**Task goal:**
Look through the entries below and extract exactly the lines from the one containing "lookup garage roof eave" through the one containing "lookup tree foliage", ends included.

**Records to use:**
※

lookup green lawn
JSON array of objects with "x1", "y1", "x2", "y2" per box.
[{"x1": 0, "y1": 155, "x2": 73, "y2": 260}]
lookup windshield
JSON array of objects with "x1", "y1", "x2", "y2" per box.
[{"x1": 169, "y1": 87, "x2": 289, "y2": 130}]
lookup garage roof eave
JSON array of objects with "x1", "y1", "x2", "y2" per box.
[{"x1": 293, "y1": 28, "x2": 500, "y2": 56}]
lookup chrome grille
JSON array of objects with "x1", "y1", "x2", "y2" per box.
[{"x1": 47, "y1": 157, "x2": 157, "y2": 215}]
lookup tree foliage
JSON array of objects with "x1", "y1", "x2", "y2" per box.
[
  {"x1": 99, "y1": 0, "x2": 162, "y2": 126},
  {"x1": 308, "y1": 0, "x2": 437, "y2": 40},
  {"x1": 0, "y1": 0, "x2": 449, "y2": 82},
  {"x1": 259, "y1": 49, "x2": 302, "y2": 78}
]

※

**Answer area:**
lookup garage roof eave
JSON array of objects with "x1", "y1", "x2", "y2" per box.
[{"x1": 293, "y1": 28, "x2": 500, "y2": 56}]
lookup chrome grille
JSON array of objects with "x1", "y1", "x2", "y2" per box.
[{"x1": 47, "y1": 157, "x2": 157, "y2": 215}]
lookup tree foliage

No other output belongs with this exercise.